Dataset rows:
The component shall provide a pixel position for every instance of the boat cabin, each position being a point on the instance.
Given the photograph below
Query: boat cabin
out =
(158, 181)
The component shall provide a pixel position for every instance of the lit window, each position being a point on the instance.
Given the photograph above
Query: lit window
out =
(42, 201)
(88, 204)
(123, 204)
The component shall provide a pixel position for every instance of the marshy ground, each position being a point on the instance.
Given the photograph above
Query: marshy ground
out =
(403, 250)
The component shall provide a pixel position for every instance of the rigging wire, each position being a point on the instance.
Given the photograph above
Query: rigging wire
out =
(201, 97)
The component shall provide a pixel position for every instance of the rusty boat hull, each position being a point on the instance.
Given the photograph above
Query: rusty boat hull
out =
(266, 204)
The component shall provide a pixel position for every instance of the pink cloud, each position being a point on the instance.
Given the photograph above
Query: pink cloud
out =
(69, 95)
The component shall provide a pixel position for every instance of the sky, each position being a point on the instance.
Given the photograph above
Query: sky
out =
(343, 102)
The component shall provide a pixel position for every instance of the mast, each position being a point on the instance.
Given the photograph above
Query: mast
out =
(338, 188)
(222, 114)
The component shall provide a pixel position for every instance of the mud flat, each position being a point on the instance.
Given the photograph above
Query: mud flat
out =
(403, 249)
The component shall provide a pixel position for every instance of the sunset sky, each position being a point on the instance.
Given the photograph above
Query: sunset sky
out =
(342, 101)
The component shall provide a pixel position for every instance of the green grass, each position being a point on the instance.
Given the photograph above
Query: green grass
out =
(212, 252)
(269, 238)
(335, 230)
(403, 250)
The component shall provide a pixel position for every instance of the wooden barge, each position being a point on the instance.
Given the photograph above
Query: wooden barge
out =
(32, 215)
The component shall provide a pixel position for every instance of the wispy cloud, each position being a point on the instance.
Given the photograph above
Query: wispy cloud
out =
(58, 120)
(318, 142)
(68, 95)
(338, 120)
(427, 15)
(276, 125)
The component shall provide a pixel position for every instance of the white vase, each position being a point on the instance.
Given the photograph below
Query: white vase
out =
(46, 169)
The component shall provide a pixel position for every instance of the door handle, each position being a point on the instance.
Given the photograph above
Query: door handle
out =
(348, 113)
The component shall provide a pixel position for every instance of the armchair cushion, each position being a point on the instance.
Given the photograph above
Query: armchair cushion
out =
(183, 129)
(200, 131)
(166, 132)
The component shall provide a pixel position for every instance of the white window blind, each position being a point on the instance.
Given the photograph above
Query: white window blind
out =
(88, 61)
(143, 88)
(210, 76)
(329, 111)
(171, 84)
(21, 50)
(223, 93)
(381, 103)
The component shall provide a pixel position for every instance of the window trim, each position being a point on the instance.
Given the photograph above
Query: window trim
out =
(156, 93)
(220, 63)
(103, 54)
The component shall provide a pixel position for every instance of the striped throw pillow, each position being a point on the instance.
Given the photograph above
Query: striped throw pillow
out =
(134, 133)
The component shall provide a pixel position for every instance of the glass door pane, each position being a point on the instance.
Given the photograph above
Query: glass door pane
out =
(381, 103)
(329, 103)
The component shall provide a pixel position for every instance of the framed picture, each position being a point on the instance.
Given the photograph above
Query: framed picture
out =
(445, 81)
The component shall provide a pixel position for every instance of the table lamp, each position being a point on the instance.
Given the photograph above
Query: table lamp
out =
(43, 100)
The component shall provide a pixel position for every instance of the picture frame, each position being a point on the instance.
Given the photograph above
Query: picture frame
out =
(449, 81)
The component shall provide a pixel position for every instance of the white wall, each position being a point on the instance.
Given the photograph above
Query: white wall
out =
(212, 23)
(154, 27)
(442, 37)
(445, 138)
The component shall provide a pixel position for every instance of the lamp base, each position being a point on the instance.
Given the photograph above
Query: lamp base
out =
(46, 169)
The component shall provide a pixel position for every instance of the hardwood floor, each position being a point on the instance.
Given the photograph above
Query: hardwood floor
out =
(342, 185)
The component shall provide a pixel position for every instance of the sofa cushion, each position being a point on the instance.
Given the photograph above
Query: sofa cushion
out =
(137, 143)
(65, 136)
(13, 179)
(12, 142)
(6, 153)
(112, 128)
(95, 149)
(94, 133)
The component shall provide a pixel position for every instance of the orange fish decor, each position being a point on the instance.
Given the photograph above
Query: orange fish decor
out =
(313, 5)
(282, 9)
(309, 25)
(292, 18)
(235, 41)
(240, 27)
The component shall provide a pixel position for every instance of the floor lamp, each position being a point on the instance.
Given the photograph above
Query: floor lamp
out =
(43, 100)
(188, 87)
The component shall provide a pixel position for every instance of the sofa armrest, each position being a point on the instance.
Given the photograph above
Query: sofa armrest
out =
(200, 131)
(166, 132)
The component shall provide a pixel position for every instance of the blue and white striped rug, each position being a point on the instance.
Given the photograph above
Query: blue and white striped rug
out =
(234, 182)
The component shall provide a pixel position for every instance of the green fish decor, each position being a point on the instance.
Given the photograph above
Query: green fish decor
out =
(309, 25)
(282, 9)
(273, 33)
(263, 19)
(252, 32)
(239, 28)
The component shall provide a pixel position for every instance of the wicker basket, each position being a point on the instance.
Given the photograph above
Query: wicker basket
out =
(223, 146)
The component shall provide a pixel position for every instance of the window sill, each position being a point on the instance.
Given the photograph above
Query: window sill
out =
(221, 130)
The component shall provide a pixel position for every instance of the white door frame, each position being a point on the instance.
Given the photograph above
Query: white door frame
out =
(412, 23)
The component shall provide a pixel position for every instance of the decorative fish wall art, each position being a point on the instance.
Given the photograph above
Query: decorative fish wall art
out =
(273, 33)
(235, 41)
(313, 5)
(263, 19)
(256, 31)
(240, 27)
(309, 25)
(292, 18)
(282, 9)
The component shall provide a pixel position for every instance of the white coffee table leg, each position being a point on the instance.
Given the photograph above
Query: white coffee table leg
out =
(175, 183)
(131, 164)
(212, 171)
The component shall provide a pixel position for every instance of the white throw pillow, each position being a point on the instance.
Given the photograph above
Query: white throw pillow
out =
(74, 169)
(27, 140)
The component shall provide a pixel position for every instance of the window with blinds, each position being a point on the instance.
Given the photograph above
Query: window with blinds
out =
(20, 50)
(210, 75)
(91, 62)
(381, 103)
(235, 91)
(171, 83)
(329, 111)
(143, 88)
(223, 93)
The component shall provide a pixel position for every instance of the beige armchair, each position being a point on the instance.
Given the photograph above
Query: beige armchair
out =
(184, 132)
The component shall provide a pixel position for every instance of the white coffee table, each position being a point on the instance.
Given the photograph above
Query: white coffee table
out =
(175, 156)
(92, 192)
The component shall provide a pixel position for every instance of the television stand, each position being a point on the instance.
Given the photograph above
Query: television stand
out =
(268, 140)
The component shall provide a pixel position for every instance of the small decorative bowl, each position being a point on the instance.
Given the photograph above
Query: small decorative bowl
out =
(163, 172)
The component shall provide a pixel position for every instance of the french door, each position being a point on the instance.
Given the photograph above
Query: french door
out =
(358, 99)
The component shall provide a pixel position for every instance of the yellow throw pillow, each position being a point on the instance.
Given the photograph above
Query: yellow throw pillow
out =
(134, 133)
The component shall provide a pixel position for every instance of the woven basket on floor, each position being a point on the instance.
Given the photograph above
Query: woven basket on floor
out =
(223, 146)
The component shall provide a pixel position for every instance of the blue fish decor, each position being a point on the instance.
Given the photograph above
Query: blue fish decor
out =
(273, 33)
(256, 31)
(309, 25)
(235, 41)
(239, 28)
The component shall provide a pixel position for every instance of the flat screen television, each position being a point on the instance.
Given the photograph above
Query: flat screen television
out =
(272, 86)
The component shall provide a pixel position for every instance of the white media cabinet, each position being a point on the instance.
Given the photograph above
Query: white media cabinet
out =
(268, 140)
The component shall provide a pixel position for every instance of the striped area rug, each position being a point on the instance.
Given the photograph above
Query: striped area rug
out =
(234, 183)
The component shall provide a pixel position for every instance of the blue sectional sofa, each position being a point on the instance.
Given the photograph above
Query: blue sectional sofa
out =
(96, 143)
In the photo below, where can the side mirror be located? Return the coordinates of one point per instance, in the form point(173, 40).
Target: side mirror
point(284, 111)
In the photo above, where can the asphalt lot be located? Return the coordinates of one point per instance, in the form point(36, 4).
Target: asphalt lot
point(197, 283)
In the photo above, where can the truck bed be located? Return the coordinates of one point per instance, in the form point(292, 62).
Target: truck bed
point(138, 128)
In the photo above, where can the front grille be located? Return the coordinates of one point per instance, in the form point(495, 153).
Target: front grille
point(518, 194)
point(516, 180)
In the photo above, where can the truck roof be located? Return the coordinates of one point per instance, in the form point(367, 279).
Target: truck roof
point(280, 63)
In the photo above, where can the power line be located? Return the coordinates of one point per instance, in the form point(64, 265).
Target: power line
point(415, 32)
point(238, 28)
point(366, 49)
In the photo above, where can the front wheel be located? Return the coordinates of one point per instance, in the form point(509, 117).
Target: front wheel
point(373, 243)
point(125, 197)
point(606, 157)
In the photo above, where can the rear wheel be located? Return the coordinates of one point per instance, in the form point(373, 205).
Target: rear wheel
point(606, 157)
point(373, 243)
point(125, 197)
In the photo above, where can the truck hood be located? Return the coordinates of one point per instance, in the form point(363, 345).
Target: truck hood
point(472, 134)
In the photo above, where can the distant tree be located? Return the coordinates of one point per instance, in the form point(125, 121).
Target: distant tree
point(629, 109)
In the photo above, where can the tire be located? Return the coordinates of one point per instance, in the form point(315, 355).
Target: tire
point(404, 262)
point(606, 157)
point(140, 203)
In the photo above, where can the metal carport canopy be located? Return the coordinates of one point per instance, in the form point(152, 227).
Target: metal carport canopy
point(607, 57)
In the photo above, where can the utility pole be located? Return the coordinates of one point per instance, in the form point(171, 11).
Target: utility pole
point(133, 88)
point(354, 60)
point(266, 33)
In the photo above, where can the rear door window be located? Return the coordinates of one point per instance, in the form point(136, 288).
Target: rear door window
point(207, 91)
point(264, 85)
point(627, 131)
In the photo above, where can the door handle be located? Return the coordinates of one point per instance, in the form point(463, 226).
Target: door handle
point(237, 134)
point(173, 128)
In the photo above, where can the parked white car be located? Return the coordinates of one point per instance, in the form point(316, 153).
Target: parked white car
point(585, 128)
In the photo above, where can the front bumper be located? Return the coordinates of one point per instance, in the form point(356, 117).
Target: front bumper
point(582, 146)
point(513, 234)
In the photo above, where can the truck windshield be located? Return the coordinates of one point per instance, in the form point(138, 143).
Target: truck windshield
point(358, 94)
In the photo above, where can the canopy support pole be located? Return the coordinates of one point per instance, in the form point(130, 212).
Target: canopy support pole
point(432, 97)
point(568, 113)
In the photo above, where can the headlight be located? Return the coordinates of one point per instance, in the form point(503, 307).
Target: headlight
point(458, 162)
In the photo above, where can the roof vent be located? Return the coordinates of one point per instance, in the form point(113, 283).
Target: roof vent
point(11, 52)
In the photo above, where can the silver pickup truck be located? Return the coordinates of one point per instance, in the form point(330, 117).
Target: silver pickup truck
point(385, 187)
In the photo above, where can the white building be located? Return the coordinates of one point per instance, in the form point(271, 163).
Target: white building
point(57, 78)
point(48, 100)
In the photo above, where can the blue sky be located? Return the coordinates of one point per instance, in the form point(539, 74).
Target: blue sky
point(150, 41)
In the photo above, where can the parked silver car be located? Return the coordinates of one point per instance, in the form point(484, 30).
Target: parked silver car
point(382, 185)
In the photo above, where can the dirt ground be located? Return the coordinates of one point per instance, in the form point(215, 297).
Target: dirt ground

Exercise instructions: Rewrite the records from the line with "In the photo above, where can the canopy" through the end of the records, changing "located" to "found" and leaving everything else the same.

Answer to this problem:
In the photo above, where can the canopy support pole be found? Return the coordinates of one point per instance, in the form point(130, 212).
Target: canopy support pole
point(432, 97)
point(568, 113)
In the photo above, where can the headlight be found? Return the coordinates of one point per instance, in the form point(503, 307).
Target: headlight
point(458, 162)
In the photo above, where can the roof vent be found? Return the coordinates of one point per instance, in the form point(113, 283).
Target: roof vent
point(11, 52)
In the photo above, where can the silver pickup truck be found? Return the coordinates of one point per instance, in the form point(330, 117).
Target: silver pickup truck
point(385, 187)
In the photo above, where can the white building be found? Return the coordinates of one point per instance, in the form point(271, 163).
Target: white building
point(57, 78)
point(48, 100)
In the photo above, where can the blue sky be found? Return the coordinates of one point per instance, in the form point(539, 74).
Target: blue sky
point(150, 41)
In the photo above, where can the parked silver car be found? Return the coordinates of one point per instance, in the form point(484, 30).
Target: parked silver car
point(382, 185)
In the photo above, where can the dirt ground be found? Return the coordinates of one point per instance, in the form point(215, 297).
Target: dirt ground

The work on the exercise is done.